**Tarefa a realizar**
Começando no início das entradas e terminando na linha que contém "<point>183,290</point>", coloque-as em um CSV de duas colunas, "texto" e "resposta", com uma linha para cada entrada. Ponha o texto e a resposta de cada uma em um único campo entre aspas, trocando as quebras de linha por espaços.

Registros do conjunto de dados
__________________________________________________

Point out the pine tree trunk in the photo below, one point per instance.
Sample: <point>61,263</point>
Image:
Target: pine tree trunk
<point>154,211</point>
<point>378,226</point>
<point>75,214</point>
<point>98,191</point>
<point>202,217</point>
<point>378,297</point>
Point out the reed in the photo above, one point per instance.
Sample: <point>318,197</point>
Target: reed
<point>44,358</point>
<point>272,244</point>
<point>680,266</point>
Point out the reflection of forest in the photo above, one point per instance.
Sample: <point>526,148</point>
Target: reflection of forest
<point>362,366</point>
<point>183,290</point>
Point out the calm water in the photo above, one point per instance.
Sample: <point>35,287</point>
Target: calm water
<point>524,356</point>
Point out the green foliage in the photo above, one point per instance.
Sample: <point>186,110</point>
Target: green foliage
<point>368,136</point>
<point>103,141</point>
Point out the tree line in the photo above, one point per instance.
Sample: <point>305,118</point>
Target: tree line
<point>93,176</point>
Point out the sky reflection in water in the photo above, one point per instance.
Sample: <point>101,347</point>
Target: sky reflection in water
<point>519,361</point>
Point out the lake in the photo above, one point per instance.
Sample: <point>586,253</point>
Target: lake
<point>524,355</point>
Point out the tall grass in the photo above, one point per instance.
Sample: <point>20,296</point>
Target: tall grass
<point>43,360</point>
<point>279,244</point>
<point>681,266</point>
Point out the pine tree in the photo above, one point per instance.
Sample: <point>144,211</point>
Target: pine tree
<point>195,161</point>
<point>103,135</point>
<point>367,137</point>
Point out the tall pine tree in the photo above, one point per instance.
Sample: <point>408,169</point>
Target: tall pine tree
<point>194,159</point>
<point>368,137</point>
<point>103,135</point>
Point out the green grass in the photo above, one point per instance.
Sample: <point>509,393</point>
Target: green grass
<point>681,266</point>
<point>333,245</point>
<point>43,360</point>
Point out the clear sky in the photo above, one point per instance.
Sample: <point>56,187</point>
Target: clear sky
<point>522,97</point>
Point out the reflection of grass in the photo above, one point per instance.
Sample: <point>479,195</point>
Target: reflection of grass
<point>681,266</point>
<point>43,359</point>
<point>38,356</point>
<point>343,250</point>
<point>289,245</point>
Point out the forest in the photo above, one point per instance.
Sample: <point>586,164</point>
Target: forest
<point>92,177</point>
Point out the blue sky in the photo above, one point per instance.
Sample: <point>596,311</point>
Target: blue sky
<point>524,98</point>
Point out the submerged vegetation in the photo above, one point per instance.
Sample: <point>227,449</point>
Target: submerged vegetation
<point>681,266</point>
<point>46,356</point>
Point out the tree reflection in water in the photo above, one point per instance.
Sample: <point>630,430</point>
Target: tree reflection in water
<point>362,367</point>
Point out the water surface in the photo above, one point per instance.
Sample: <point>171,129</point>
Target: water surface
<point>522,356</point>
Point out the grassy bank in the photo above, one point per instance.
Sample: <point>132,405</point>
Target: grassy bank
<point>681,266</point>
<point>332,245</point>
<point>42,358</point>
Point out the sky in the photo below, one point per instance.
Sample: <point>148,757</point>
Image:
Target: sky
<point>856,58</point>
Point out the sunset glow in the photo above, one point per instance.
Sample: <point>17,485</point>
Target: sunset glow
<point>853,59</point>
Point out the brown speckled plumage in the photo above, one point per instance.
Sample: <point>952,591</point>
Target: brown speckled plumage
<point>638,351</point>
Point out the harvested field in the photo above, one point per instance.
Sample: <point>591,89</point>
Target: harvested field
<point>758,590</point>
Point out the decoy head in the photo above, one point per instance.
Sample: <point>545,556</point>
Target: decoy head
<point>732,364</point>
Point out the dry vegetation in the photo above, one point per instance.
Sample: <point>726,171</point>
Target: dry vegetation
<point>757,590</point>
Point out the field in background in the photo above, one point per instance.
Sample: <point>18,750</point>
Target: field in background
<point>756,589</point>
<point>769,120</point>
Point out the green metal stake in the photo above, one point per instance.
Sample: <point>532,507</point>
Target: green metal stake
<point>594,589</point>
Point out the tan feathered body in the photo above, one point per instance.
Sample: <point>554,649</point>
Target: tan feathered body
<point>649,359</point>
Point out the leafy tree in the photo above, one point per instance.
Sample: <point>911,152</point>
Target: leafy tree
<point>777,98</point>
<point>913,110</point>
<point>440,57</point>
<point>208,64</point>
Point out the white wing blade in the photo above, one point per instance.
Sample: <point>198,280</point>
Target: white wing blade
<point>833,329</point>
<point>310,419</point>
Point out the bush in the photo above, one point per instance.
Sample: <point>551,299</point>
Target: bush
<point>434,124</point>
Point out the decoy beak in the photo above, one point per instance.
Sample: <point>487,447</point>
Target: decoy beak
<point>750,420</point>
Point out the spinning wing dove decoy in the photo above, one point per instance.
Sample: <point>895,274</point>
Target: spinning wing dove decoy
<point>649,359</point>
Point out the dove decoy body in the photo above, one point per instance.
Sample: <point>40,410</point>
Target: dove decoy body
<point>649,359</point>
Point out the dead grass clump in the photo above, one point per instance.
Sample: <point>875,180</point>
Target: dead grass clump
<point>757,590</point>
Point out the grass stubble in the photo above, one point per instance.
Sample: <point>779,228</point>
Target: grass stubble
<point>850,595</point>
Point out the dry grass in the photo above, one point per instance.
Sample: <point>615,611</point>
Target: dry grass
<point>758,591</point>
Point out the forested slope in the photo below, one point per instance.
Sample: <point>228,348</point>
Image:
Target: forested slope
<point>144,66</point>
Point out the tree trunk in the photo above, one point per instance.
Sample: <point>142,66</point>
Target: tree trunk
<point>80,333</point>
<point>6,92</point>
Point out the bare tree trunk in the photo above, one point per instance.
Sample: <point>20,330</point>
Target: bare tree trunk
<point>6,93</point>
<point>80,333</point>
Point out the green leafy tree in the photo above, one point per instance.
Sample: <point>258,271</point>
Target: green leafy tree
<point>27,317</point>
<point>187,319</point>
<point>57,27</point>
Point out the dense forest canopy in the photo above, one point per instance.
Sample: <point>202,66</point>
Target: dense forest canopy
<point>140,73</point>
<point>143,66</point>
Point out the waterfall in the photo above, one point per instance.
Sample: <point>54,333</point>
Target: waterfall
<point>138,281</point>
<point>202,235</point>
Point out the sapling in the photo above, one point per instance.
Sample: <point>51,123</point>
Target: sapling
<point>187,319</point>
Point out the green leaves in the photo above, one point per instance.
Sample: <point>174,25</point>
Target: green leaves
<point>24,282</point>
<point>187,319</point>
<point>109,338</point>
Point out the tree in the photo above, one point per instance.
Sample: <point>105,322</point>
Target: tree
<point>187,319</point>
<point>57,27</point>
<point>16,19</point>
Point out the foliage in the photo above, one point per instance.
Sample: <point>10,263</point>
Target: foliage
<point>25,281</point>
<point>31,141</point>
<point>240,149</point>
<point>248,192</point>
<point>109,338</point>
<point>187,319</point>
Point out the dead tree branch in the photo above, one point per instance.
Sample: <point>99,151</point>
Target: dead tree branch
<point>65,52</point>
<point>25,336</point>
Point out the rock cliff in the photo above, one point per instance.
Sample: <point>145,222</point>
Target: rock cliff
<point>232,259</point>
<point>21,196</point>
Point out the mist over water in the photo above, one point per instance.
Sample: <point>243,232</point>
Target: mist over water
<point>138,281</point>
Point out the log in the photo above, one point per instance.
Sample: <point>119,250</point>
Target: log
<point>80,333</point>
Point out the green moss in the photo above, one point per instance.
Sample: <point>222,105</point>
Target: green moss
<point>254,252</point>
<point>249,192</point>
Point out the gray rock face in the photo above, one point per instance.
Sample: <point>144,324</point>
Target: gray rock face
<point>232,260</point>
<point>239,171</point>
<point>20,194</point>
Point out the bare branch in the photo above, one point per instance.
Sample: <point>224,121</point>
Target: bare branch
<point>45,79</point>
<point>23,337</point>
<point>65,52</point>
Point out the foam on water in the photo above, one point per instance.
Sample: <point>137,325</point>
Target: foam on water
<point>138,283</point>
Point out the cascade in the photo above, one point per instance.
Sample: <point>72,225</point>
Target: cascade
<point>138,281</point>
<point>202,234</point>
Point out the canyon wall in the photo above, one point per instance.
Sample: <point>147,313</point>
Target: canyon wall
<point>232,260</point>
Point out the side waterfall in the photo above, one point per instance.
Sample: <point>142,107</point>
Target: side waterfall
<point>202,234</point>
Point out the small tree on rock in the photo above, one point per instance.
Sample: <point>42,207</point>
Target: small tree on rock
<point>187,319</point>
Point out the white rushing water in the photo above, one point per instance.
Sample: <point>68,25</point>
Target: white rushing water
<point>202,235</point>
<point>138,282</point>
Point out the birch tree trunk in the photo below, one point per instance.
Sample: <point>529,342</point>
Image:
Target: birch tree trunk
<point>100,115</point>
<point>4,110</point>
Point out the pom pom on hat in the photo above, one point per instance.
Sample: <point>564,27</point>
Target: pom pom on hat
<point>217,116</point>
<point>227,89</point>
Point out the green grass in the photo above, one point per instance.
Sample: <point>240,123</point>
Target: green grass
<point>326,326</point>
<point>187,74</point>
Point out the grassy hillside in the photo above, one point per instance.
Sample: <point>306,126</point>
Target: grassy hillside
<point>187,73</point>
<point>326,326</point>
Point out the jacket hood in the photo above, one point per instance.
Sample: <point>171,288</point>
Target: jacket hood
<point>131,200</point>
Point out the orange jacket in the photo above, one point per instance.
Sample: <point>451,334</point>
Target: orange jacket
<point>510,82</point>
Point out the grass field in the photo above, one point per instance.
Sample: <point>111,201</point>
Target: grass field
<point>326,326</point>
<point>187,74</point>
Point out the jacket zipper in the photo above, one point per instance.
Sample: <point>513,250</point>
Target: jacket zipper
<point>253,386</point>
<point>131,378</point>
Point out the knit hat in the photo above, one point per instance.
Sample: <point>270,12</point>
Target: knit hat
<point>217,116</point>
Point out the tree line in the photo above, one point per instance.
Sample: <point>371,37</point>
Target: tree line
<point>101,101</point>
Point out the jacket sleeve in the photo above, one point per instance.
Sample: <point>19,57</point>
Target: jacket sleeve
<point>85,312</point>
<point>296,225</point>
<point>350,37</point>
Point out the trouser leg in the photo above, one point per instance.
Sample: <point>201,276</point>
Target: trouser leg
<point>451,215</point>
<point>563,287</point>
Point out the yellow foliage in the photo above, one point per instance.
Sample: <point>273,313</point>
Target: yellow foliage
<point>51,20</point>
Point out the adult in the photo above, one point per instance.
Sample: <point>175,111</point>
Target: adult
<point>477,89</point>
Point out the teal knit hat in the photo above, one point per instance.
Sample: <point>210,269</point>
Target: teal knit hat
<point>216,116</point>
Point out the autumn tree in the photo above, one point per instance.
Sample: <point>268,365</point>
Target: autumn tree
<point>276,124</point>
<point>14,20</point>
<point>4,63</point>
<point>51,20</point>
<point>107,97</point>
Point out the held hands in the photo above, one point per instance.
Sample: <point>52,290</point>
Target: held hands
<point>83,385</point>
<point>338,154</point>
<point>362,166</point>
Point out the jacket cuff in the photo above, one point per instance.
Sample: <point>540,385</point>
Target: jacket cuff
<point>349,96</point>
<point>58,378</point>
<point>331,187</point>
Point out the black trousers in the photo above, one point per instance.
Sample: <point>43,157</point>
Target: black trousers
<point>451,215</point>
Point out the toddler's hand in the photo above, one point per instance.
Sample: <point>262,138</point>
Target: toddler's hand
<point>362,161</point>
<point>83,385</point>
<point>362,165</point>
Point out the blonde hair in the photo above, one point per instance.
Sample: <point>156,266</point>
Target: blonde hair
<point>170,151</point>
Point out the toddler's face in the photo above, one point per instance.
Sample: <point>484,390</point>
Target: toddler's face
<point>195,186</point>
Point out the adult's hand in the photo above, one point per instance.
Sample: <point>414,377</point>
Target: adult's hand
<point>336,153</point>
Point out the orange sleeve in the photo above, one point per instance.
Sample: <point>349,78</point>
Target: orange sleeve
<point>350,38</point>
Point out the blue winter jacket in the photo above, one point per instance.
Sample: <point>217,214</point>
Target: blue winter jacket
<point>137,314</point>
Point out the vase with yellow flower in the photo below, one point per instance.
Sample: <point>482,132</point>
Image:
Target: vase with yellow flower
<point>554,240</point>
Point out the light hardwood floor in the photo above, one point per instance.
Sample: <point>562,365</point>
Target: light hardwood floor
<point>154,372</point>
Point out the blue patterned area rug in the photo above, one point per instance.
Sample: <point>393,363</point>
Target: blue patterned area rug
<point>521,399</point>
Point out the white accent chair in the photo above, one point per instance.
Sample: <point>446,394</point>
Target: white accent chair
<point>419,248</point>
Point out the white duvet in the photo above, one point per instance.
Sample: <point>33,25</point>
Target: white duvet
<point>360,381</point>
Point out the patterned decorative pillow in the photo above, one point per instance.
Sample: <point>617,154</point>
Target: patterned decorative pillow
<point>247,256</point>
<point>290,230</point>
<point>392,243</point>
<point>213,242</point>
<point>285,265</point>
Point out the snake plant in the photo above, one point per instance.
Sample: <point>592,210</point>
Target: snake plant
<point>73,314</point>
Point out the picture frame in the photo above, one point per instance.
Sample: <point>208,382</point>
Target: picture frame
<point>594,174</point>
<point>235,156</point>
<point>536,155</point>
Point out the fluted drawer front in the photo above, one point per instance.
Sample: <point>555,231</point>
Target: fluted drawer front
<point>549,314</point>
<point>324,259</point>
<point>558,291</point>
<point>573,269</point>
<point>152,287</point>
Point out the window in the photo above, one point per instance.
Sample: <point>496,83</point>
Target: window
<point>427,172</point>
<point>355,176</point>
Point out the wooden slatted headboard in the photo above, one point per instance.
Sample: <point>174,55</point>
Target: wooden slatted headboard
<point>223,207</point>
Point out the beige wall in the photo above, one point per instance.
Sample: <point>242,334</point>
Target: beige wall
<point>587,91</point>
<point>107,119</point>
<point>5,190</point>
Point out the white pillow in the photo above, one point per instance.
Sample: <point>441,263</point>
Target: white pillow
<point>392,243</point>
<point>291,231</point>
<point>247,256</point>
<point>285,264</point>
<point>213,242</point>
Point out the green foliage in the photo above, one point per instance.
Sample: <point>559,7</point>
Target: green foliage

__________________________________________________

**Tarefa concluída**
texto,resposta
"Point out the pine tree trunk in the photo below, one point per instance. Sample: <point>61,263</point> Image: Target: pine tree trunk","<point>154,211</point> <point>378,226</point> <point>75,214</point> <point>98,191</point> <point>202,217</point> <point>378,297</point>"
"Point out the reed in the photo above, one point per instance. Sample: <point>318,197</point> Target: reed","<point>44,358</point> <point>272,244</point> <point>680,266</point>"
"Point out the reflection of forest in the photo above, one point per instance. Sample: <point>526,148</point> Target: reflection of forest","<point>362,366</point> <point>183,290</point>"